_Vorgegebener Text_
# # # # # # #

Anfang dieses Monats trat in Japan eine 2014 gebilligte Änderung der pazifistischen japanischen Verfassung in Kraft. Nun darf sich die japanische Armee im Ausland an Kriegen ihrer Verbündeten, auch der USA, beteiligen. Japans Premier Shinzo Abe sagte, die Verfassung des Landes verbiete nicht, dass es Atomwaffen besitze.

Das japanisch-amerikanische Bündnis gegen China steht im Zentrum einer enormen Remilitarisierung der asiatisch-pazifischen Region. Die Militärausgaben stiegen hier im letzten Jahr um sechs Prozent. Die Philippinen und Indonesien, wichtige US-Verbündete bei der Verschwörung gegen China, erhöhten ihre Militärausgaben um 25 bzw. 16,5 Prozent.

Im US-Militär und in Kreisen von politischen Entscheidungsträgern wird offen über einen „Zweiten Pazifikkrieg” gesprochen, bei dem, in den Worten eines Experten, „schmerzhafte Verluste – von Schiffen, Flugzeugen, Marinesoldaten und Piloten – unvermeidlich sind, und auf beiden Seiten wahrscheinlich schnell ansteigen würden“.

In seiner Rede pries Kerry die Bemühungen von Präsident Obama, „eine atomwaffenfreie Welt zu schaffen“. Doch die US-Regierung hat gerade ein Programm im Wert von einer Billion US Dollar zur Modernisierung ihres Nuklearwaffenarsenals aufgelegt, obwohl Obama zu Beginn seiner Amtszeit versprochen hatte, die USA würden „keine neuen nuklearen Sprengköpfe entwickeln und keine neuen Militäreinsätze oder den Ausbau von militärischen Kapazitäten planen“.

# # # # # # #

_Auszüge aus Datensätzen_
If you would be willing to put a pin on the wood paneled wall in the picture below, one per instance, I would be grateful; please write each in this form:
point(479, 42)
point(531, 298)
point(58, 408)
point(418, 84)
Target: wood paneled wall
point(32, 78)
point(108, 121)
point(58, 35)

# # # # # # #

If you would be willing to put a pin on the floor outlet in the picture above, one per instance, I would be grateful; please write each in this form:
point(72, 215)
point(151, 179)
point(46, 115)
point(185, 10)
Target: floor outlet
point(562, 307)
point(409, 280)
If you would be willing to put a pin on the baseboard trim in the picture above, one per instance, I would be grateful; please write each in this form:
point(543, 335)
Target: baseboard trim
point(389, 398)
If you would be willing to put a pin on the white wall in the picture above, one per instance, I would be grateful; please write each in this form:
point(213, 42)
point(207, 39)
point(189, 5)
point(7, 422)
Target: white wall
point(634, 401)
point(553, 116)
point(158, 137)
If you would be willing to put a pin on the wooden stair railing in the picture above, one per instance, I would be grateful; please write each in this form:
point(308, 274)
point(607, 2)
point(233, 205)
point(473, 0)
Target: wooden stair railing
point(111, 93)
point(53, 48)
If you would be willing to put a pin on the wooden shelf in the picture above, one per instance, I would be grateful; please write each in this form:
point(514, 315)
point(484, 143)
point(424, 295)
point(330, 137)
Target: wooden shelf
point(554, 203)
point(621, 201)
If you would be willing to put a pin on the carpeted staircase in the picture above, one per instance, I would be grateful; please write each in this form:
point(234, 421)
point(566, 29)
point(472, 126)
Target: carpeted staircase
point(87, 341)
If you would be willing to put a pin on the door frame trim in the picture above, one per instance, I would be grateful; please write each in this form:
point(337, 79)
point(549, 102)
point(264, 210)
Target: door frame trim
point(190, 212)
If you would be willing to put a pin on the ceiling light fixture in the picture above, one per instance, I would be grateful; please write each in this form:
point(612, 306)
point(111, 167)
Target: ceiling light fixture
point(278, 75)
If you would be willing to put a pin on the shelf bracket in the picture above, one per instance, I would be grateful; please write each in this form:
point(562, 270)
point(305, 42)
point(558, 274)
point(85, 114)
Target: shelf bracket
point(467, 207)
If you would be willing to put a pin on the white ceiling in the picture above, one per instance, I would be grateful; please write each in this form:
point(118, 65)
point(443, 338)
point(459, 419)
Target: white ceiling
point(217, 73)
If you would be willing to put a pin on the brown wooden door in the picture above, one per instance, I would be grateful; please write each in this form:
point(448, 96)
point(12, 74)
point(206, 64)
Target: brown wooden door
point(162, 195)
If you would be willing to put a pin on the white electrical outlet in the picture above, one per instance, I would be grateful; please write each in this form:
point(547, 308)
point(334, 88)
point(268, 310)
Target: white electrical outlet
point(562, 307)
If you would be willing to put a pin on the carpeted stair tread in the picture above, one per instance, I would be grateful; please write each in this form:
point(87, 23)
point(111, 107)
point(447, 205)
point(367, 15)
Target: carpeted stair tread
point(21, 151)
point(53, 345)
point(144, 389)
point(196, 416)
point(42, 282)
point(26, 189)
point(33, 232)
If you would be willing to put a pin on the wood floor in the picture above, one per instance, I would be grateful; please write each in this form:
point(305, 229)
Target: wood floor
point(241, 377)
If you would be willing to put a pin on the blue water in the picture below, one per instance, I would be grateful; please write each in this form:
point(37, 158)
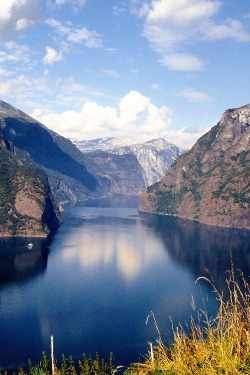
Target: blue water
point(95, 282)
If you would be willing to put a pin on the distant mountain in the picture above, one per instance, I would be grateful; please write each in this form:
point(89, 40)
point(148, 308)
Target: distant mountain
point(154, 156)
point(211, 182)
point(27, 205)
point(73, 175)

# # # # # # #

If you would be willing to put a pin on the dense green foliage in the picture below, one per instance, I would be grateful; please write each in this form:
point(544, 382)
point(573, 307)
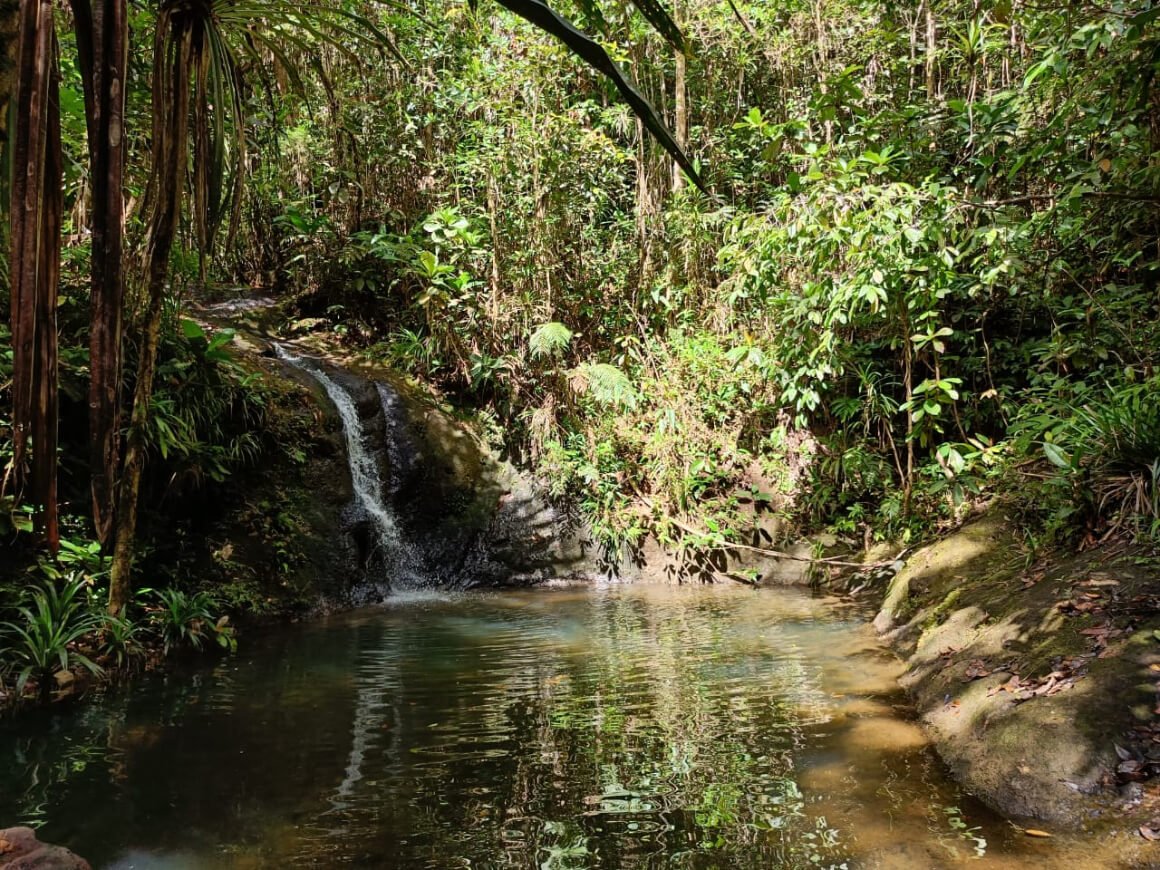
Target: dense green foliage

# # # # # # #

_Aufgaben und Übungen_
1 - Prüfen Sie, ob die folgenden Aussagen mit dem Text über die Remilitarisierung im Pazifikraum übereinstimmen, und belegen Sie jede Antwort mit Ja oder Nein und den entscheidenden Worten des Textes im genauen Wortlaut: (a) Die Militärausgaben in der asiatisch-pazifischen Region stiegen im letzten Jahr um sechs Prozent. (b) Indonesien erhöhte seine Militärausgaben um 25 Prozent. (c) Die Änderung der japanischen Verfassung wurde 2014 gebilligt.
2 - Schreiben Sie aus dem Text über die Remilitarisierung im Pazifikraum den Abschnitt von „Anfang dieses Monats“ bis „es Atomwaffen besitze.“ wortgetreu ab.

_Ergebnisse je Aufgabe_
1 -
(a) Ja: „Die Militärausgaben stiegen hier im letzten Jahr um sechs Prozent.“
(b) Nein: „Die Philippinen und Indonesien, wichtige US-Verbündete bei der Verschwörung gegen China, erhöhten ihre Militärausgaben um 25 bzw. 16,5 Prozent.“
(c) Ja: „eine 2014 gebilligte Änderung der pazifistischen japanischen Verfassung“

2 -
Anfang dieses Monats trat in Japan eine 2014 gebilligte Änderung der pazifistischen japanischen Verfassung in Kraft. Nun darf sich die japanische Armee im Ausland an Kriegen ihrer Verbündeten, auch der USA, beteiligen. Japans Premier Shinzo Abe sagte, die Verfassung des Landes verbiete nicht, dass es Atomwaffen besitze.